- _Short task_:
How many lines of the records below contain the string "standing", with letter case taken into account? Reply with the number alone.

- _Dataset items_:
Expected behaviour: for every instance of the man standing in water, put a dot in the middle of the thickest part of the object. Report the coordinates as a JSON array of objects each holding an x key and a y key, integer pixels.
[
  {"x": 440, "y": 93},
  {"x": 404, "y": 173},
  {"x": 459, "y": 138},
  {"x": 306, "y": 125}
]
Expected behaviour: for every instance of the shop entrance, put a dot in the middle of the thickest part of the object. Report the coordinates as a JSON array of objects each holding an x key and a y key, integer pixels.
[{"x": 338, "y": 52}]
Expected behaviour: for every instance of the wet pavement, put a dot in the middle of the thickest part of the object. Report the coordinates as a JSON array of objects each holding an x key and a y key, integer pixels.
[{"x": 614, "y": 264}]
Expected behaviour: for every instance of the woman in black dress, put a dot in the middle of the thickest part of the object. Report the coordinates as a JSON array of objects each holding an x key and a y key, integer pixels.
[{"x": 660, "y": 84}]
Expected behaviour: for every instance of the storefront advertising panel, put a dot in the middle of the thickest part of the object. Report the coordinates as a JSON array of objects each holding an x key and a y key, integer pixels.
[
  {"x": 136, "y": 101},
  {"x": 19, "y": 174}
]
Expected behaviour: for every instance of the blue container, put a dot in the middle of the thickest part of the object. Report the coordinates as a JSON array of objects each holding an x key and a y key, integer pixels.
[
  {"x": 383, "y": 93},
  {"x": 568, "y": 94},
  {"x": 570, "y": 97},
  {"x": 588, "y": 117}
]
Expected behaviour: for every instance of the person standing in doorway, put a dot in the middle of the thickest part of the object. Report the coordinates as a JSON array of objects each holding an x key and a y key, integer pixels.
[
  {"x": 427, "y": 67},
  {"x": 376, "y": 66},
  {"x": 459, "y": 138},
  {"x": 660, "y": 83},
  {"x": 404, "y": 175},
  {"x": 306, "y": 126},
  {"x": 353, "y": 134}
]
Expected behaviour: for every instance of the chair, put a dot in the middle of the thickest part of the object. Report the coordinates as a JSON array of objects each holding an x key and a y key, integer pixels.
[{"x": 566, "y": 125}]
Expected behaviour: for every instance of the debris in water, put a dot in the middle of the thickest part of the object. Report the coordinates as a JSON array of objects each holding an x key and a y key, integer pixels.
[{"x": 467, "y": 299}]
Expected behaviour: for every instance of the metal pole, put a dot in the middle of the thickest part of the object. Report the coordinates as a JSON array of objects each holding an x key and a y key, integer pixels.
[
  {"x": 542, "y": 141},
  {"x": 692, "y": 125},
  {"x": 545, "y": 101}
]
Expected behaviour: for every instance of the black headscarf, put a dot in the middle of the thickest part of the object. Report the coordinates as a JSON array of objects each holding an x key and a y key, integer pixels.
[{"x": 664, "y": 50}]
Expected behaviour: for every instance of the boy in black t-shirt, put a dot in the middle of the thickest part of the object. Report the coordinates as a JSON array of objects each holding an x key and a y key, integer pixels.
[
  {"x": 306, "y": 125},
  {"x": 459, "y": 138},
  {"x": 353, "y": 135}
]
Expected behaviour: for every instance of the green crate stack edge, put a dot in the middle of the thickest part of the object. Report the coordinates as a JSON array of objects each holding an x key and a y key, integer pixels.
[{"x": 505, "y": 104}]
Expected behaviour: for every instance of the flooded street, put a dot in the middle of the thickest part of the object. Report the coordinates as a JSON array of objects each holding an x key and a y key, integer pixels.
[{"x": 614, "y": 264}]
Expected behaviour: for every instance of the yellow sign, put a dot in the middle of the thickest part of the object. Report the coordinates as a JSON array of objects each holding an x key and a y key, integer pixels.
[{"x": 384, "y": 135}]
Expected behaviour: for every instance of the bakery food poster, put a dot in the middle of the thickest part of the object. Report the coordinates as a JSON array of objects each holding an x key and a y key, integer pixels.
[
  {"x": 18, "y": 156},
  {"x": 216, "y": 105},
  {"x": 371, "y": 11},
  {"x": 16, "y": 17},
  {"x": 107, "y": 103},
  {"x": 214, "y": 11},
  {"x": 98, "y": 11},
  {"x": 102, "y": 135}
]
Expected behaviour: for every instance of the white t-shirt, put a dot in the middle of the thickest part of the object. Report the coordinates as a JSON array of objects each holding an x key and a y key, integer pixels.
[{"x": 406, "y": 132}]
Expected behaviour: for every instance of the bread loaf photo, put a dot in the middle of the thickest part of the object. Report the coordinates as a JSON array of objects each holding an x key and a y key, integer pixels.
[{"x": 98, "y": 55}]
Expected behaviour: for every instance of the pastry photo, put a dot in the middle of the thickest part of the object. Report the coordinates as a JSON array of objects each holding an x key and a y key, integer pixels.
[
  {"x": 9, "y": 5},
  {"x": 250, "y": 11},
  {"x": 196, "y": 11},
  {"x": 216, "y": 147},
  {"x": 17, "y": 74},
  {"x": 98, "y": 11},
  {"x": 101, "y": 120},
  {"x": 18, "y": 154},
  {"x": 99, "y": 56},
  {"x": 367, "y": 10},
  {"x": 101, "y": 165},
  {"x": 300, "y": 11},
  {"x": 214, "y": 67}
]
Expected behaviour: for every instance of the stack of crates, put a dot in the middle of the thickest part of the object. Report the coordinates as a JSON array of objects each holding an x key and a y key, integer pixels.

--

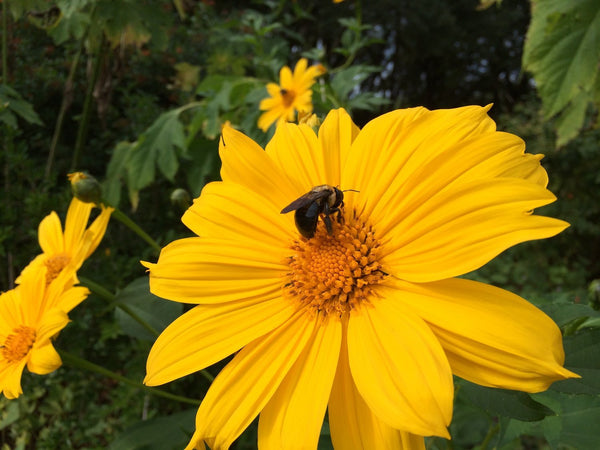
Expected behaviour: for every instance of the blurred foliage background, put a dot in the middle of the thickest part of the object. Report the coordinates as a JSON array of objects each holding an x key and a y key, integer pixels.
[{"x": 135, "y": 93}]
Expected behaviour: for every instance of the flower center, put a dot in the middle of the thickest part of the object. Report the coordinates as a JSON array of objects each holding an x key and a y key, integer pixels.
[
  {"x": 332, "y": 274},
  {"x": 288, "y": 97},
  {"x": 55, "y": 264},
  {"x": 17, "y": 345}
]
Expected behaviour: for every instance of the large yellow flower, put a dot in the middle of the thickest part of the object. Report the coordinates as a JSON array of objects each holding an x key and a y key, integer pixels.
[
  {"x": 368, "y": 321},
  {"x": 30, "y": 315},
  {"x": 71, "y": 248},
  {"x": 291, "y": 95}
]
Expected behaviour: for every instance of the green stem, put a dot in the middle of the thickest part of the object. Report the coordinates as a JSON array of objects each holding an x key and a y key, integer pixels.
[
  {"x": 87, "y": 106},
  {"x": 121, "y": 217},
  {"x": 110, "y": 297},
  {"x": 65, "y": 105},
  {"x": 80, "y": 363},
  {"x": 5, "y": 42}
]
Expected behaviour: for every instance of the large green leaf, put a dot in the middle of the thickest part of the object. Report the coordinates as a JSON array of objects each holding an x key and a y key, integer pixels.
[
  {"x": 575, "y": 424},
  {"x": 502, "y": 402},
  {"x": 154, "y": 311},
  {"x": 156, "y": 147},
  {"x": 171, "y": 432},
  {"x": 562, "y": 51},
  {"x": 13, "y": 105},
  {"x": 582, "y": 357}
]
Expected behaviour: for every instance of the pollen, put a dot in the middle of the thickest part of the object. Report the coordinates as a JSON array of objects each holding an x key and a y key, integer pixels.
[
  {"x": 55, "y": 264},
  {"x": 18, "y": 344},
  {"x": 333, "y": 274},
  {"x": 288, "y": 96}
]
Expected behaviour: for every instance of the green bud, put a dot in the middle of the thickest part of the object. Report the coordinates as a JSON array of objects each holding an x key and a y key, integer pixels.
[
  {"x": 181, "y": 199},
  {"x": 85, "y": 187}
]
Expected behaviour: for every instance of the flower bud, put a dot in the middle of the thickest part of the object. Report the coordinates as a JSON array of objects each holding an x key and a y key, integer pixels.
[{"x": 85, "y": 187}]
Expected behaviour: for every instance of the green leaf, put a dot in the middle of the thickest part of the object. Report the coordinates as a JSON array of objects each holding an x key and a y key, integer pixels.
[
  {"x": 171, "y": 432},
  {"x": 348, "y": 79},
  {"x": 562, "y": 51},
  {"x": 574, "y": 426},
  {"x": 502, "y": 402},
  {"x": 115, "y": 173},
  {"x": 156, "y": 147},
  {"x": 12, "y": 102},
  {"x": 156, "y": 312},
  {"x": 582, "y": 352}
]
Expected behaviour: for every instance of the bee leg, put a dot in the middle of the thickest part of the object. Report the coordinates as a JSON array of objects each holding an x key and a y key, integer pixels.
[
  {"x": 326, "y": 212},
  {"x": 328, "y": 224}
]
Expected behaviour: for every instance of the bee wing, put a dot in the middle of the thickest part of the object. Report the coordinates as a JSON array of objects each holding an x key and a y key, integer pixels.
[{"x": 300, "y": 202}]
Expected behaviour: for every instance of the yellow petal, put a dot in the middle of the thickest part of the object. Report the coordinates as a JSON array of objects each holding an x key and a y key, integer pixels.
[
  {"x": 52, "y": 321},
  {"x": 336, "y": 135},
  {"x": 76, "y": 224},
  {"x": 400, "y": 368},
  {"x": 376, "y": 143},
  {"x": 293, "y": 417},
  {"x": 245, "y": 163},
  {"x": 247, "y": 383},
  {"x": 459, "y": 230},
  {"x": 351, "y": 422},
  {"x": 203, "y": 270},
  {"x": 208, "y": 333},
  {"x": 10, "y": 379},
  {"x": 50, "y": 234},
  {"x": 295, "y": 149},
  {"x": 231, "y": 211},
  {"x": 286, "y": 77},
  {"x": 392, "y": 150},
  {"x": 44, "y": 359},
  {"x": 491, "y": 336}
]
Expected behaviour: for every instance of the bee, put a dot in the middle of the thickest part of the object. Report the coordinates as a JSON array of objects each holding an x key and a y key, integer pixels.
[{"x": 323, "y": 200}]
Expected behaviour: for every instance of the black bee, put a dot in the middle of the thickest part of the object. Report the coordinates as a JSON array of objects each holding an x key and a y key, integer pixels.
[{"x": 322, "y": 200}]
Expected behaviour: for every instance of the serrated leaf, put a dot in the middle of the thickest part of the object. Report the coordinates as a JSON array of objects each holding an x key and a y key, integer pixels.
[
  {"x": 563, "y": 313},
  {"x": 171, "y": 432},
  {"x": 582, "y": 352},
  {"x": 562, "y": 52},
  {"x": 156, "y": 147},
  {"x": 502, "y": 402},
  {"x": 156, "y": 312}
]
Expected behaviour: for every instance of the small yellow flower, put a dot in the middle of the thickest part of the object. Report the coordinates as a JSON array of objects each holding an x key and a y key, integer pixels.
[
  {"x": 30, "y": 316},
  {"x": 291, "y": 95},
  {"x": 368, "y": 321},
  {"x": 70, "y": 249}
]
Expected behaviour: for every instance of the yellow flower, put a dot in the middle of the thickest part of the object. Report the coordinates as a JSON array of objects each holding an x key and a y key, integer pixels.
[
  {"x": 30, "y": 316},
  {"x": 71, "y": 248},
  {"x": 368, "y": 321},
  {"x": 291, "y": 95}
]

- _Expected output_:
2